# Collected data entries
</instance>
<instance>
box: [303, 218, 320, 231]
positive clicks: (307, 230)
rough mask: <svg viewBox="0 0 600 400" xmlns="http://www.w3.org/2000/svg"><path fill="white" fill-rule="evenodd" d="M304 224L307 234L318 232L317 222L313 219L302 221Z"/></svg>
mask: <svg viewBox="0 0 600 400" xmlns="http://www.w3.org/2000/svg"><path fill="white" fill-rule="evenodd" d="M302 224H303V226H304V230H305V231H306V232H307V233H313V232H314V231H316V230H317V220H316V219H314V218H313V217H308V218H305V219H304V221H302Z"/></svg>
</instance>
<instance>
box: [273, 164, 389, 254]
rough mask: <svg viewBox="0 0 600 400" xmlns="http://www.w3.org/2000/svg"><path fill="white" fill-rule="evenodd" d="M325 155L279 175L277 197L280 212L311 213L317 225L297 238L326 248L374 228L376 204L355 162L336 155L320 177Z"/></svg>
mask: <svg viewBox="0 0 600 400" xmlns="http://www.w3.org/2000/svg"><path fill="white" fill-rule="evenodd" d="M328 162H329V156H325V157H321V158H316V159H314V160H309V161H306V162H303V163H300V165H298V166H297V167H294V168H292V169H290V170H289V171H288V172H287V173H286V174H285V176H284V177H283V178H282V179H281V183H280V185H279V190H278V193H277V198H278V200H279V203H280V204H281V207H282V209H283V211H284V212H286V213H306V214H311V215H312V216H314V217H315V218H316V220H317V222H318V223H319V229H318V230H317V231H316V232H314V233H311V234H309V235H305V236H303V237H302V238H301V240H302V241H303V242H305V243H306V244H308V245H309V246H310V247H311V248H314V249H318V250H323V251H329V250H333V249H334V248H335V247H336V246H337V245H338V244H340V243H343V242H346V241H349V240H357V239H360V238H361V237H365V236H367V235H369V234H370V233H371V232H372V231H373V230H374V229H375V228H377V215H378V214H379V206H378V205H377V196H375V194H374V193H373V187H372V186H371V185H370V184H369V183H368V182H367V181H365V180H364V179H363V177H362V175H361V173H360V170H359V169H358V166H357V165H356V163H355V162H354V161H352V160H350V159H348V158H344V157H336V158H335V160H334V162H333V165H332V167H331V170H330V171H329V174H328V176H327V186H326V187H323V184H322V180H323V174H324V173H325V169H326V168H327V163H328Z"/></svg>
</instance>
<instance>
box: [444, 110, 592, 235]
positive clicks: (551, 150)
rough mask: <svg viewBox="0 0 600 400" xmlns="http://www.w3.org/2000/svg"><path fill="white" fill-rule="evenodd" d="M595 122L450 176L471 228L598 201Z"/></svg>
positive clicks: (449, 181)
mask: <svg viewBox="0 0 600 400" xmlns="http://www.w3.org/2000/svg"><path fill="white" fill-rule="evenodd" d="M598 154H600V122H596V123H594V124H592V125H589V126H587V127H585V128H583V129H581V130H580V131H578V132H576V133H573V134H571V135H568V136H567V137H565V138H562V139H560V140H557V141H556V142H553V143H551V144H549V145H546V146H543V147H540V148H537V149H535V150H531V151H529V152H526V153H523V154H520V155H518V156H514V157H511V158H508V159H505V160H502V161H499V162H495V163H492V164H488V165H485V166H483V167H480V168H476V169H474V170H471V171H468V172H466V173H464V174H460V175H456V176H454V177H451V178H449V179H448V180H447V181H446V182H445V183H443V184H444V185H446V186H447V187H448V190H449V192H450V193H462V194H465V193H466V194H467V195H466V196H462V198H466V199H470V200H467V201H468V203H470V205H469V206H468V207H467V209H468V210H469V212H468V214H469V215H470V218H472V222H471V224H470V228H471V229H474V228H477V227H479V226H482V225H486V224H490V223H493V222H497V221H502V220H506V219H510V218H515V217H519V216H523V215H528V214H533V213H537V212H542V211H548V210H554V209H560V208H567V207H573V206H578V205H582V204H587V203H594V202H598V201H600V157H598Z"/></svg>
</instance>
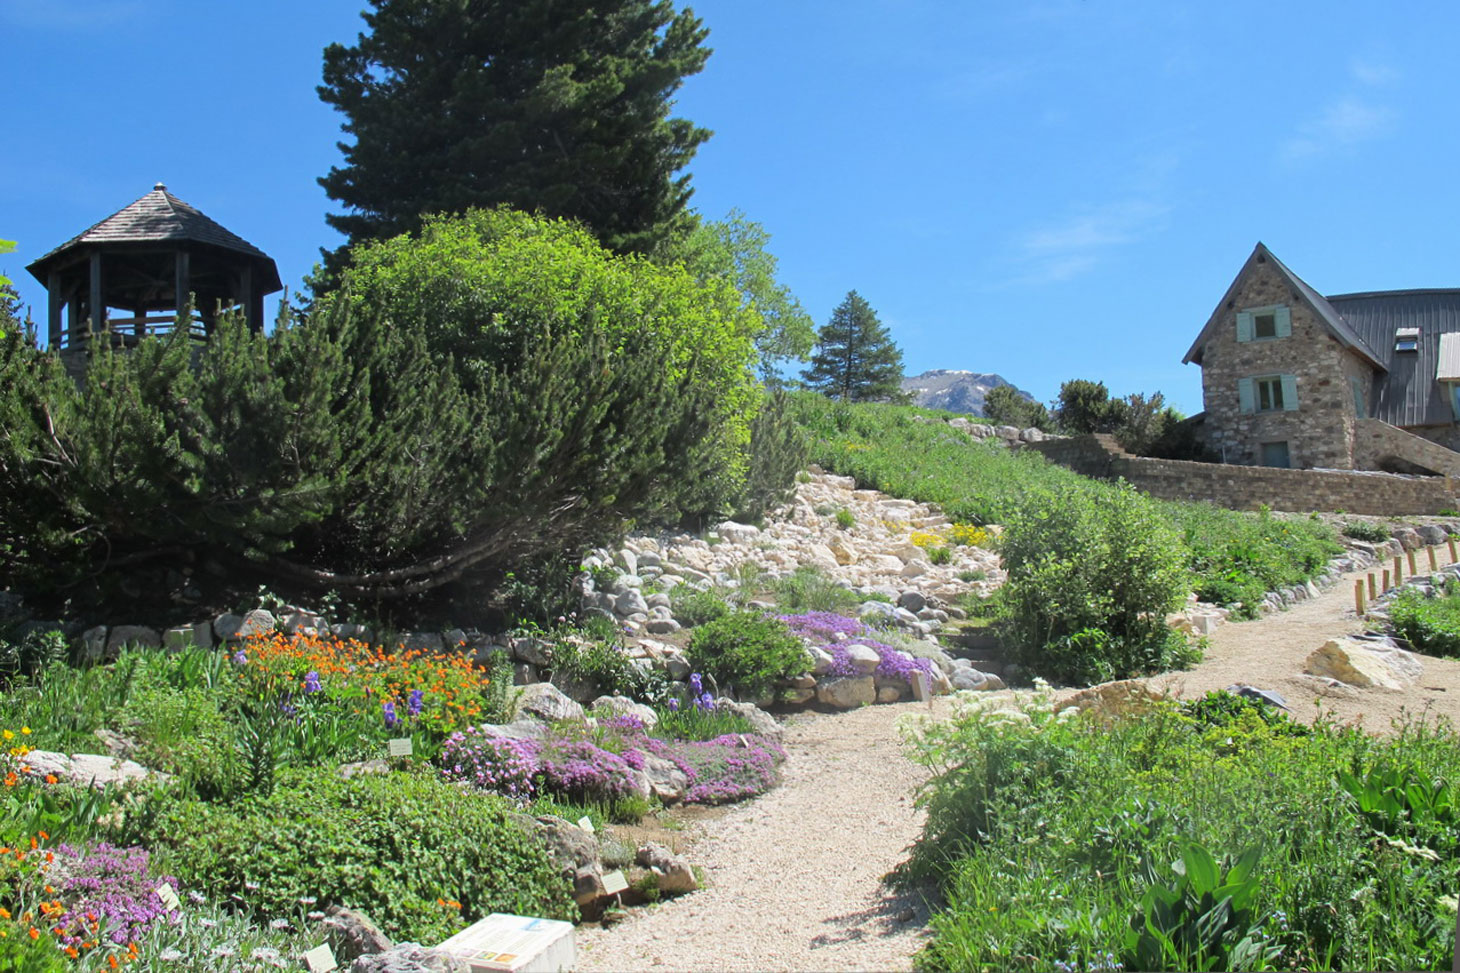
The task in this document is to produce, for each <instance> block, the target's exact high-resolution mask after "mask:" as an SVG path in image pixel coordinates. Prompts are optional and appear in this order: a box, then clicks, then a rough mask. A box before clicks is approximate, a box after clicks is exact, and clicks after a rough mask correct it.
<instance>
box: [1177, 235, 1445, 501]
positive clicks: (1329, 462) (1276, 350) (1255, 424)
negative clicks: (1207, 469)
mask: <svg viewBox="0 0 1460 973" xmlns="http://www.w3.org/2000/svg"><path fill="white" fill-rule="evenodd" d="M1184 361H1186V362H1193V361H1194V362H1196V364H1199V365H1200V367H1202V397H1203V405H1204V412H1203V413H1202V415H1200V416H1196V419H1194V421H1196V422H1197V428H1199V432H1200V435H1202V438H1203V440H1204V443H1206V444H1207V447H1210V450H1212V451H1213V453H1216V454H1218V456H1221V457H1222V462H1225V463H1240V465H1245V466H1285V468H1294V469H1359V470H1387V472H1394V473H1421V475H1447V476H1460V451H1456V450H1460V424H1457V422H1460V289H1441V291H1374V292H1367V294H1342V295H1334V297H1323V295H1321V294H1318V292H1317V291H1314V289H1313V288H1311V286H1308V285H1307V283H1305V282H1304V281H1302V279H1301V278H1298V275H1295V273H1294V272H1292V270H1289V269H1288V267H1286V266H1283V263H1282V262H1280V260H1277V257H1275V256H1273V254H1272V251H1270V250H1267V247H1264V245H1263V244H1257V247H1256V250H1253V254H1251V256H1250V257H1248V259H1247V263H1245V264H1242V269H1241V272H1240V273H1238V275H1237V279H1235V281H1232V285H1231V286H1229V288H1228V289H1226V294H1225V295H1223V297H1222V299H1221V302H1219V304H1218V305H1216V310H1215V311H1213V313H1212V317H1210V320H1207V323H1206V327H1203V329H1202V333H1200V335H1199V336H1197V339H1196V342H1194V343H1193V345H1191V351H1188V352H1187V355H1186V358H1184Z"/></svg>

# Exercise objective
Reproduce all of the entries word for word, skipping any pictures they hold.

# Task output
</instance>
<instance>
box: [303, 218, 320, 231]
positive clicks: (307, 230)
rough mask: <svg viewBox="0 0 600 400" xmlns="http://www.w3.org/2000/svg"><path fill="white" fill-rule="evenodd" d="M304 224L307 234L318 232L317 222L313 219L302 221Z"/></svg>
mask: <svg viewBox="0 0 600 400" xmlns="http://www.w3.org/2000/svg"><path fill="white" fill-rule="evenodd" d="M302 224H303V226H304V230H305V231H306V232H307V233H313V232H314V231H316V230H317V220H316V219H314V218H313V217H308V218H305V219H304V221H302Z"/></svg>
</instance>
<instance>
box: [273, 164, 389, 254]
rough mask: <svg viewBox="0 0 600 400" xmlns="http://www.w3.org/2000/svg"><path fill="white" fill-rule="evenodd" d="M325 155L279 175L277 197L280 212L311 213L317 225L297 238L326 248L374 228L376 204L355 162L336 155L320 177Z"/></svg>
mask: <svg viewBox="0 0 600 400" xmlns="http://www.w3.org/2000/svg"><path fill="white" fill-rule="evenodd" d="M328 162H329V156H325V157H321V158H316V159H314V160H309V161H306V162H303V163H300V165H298V166H297V167H294V168H292V169H290V170H289V171H288V172H287V173H286V174H285V176H284V177H283V178H282V179H281V183H280V185H279V190H278V193H277V198H278V200H279V203H280V204H281V207H282V209H283V211H284V212H286V213H306V214H311V215H312V216H314V217H315V218H316V220H317V222H318V223H319V229H318V230H317V231H316V232H314V233H311V234H309V235H305V236H303V237H302V238H301V240H302V241H303V242H305V243H306V244H308V245H309V246H310V247H311V248H314V249H318V250H323V251H329V250H333V249H334V248H335V247H336V246H337V245H338V244H340V243H343V242H346V241H349V240H357V239H360V238H361V237H365V236H367V235H369V234H370V233H371V232H372V231H373V230H374V229H375V228H377V215H378V214H379V206H378V205H377V196H375V194H374V193H373V187H372V186H371V185H370V184H369V183H368V182H367V181H365V180H364V179H363V177H362V175H361V173H360V170H359V169H358V166H357V165H356V163H355V162H354V161H352V160H350V159H348V158H344V157H336V158H335V160H334V162H333V165H332V167H331V170H330V171H329V174H328V176H327V186H326V187H323V184H322V180H323V174H324V173H325V169H326V168H327V163H328Z"/></svg>
</instance>
<instance>
box: [444, 110, 592, 235]
positive clicks: (551, 150)
rough mask: <svg viewBox="0 0 600 400" xmlns="http://www.w3.org/2000/svg"><path fill="white" fill-rule="evenodd" d="M595 122L450 176L471 228L598 201Z"/></svg>
positive clicks: (449, 181)
mask: <svg viewBox="0 0 600 400" xmlns="http://www.w3.org/2000/svg"><path fill="white" fill-rule="evenodd" d="M598 154H600V122H596V123H594V124H592V125H589V126H587V127H585V128H583V129H581V130H580V131H578V132H576V133H573V134H571V135H568V136H567V137H565V138H562V139H560V140H557V141H556V142H553V143H551V144H549V145H546V146H543V147H540V148H537V149H535V150H531V151H529V152H526V153H523V154H520V155H518V156H514V157H511V158H508V159H505V160H502V161H499V162H495V163H492V164H488V165H485V166H483V167H480V168H476V169H474V170H471V171H468V172H466V173H464V174H460V175H456V176H454V177H451V178H449V179H448V180H447V181H446V182H445V183H443V184H444V185H446V186H447V187H448V190H449V192H450V193H462V194H465V193H466V194H467V195H466V196H462V198H466V199H470V200H467V201H468V203H470V205H469V206H468V207H467V209H468V210H469V212H468V214H469V215H470V218H472V222H471V224H470V228H471V229H474V228H477V227H479V226H482V225H486V224H490V223H493V222H497V221H502V220H506V219H510V218H515V217H519V216H523V215H528V214H533V213H537V212H542V211H548V210H554V209H560V208H567V207H573V206H578V205H582V204H587V203H594V202H598V201H600V157H598Z"/></svg>
</instance>
The task in this document is to produce, for each <instance> block, the target's exact high-resolution mask after "mask:" as an SVG path in image pixel coordinates. Prompts are optional and appear in this order: a box, then clicks, then a rough mask. A box before clicks is approximate, a box after clicks is exact, and clicks after a rough mask correct it.
<instance>
box: [1177, 235, 1445, 501]
positive clicks: (1329, 462) (1276, 350) (1255, 424)
negative clicks: (1207, 469)
mask: <svg viewBox="0 0 1460 973" xmlns="http://www.w3.org/2000/svg"><path fill="white" fill-rule="evenodd" d="M1184 361H1186V362H1193V361H1194V362H1196V364H1199V365H1200V367H1202V397H1203V405H1204V412H1203V413H1202V415H1200V416H1196V419H1194V421H1196V422H1197V428H1199V432H1200V435H1202V438H1203V440H1204V443H1206V444H1207V447H1210V450H1212V451H1213V453H1216V454H1218V456H1221V457H1222V462H1225V463H1240V465H1245V466H1285V468H1294V469H1359V470H1387V472H1394V473H1421V475H1447V476H1460V451H1456V450H1460V424H1457V422H1460V289H1441V291H1374V292H1367V294H1342V295H1334V297H1323V295H1321V294H1318V292H1317V291H1314V289H1313V288H1311V286H1308V285H1307V283H1305V282H1304V281H1302V279H1301V278H1298V275H1295V273H1294V272H1292V270H1289V269H1288V267H1286V266H1283V263H1282V262H1280V260H1277V257H1275V256H1273V254H1272V251H1270V250H1267V247H1264V245H1263V244H1257V247H1256V250H1253V254H1251V256H1250V257H1248V259H1247V263H1245V264H1242V269H1241V272H1240V273H1238V275H1237V279H1235V281H1232V285H1231V286H1229V288H1228V289H1226V294H1225V295H1223V297H1222V299H1221V302H1219V304H1218V305H1216V310H1215V311H1213V313H1212V317H1210V320H1207V323H1206V327H1203V329H1202V333H1200V335H1199V336H1197V339H1196V342H1194V343H1193V345H1191V351H1188V352H1187V355H1186V358H1184Z"/></svg>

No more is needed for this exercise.